BEGIN DATA

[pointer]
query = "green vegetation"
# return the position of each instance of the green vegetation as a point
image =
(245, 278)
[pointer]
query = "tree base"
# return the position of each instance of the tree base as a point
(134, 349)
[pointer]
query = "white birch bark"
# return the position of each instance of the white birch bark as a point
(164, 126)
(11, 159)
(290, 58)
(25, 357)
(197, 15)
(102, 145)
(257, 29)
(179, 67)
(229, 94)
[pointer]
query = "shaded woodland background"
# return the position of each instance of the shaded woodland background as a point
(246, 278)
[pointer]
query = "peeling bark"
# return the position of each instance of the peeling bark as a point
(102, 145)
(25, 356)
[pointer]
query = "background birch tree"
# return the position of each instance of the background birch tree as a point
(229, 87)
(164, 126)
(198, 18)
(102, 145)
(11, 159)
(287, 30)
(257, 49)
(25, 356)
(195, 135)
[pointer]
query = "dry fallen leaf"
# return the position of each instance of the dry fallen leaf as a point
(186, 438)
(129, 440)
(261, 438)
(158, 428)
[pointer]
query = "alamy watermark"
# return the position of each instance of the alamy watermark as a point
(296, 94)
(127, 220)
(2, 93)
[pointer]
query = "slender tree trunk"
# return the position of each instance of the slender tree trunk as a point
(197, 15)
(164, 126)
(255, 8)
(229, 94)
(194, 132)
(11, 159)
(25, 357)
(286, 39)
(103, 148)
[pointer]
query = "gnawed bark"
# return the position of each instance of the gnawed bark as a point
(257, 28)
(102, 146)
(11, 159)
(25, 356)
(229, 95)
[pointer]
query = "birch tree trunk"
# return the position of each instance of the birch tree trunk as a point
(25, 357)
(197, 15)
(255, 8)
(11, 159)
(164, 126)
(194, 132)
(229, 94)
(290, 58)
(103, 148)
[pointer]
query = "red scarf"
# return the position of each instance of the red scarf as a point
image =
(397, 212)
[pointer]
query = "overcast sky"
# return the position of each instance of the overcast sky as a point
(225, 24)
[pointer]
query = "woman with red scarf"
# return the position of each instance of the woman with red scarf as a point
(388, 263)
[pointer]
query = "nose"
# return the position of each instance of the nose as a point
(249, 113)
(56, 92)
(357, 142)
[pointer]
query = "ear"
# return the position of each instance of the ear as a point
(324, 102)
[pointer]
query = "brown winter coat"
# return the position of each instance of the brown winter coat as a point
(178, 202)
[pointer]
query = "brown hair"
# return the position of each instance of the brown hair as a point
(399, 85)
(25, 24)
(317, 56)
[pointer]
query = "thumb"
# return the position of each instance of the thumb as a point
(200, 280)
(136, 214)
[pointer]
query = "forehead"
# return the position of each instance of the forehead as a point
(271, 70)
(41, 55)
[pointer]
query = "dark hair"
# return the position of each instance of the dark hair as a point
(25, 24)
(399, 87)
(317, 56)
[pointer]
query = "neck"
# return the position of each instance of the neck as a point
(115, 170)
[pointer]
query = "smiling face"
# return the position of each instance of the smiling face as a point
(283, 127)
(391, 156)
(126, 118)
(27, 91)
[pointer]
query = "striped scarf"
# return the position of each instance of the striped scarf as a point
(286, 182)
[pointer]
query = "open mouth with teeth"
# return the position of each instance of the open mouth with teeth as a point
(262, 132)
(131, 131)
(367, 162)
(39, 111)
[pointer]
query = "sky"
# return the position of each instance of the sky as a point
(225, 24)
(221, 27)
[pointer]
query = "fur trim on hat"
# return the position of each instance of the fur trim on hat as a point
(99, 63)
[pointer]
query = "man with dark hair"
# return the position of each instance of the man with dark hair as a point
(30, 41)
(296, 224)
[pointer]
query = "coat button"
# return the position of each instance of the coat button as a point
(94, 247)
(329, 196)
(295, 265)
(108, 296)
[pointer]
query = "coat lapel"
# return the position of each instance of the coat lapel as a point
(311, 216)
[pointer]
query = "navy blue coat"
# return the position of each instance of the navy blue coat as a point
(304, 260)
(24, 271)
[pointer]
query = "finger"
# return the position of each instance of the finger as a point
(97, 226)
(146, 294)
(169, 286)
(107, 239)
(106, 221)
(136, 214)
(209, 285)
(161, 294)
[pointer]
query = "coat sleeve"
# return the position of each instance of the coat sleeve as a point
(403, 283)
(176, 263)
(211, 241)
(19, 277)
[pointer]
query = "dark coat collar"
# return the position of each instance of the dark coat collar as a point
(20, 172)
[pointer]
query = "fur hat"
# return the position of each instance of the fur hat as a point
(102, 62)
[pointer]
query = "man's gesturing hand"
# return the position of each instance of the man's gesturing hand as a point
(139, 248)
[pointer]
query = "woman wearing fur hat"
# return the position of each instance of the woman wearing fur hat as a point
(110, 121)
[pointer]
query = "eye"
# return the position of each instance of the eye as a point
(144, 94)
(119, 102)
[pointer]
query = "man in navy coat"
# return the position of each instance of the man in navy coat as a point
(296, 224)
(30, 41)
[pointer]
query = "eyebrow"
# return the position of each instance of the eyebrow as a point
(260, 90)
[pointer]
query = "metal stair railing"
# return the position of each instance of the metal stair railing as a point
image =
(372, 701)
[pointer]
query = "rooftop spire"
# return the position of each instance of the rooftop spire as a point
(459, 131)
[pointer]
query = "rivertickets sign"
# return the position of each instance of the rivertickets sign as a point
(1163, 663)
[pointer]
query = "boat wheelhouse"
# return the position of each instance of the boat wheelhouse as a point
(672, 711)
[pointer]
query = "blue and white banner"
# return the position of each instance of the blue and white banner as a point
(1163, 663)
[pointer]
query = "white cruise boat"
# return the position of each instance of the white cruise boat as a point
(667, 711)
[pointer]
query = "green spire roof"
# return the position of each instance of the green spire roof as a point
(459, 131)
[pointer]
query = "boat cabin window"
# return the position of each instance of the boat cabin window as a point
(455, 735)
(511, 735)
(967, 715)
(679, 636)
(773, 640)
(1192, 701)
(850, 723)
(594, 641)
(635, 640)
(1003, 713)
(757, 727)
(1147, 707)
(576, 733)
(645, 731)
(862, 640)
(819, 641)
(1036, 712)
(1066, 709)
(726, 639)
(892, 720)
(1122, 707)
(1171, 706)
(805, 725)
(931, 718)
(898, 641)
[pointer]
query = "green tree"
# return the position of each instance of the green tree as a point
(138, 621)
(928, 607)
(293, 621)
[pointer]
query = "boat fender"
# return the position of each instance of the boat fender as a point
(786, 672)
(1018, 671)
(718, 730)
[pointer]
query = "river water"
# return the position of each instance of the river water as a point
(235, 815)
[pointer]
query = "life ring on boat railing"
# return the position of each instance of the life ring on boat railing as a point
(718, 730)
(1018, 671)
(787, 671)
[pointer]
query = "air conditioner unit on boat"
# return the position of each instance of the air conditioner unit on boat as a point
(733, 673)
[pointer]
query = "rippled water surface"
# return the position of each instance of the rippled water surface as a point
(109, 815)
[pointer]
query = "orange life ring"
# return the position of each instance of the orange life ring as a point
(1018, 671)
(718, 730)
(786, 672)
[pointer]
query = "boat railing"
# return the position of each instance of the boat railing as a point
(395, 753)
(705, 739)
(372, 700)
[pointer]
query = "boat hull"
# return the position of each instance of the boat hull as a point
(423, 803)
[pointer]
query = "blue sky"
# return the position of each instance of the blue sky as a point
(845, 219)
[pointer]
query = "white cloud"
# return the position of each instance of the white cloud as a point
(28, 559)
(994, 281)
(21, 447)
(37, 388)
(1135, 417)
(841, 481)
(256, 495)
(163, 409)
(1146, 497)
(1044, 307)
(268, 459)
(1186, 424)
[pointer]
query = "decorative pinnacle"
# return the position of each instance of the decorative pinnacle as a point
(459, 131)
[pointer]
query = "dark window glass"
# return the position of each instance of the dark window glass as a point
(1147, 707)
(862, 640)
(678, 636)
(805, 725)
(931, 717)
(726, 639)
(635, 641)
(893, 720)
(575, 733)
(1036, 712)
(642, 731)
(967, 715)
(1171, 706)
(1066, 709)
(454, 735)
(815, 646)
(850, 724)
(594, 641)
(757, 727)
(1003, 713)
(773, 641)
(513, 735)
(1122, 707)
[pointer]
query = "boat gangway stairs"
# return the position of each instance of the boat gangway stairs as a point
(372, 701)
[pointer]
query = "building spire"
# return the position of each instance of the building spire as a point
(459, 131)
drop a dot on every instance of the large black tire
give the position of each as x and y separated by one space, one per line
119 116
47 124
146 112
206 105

END DATA

If a line in the entries above contains "metal", include it in the count, then report only the total.

TASK OUTPUT: 2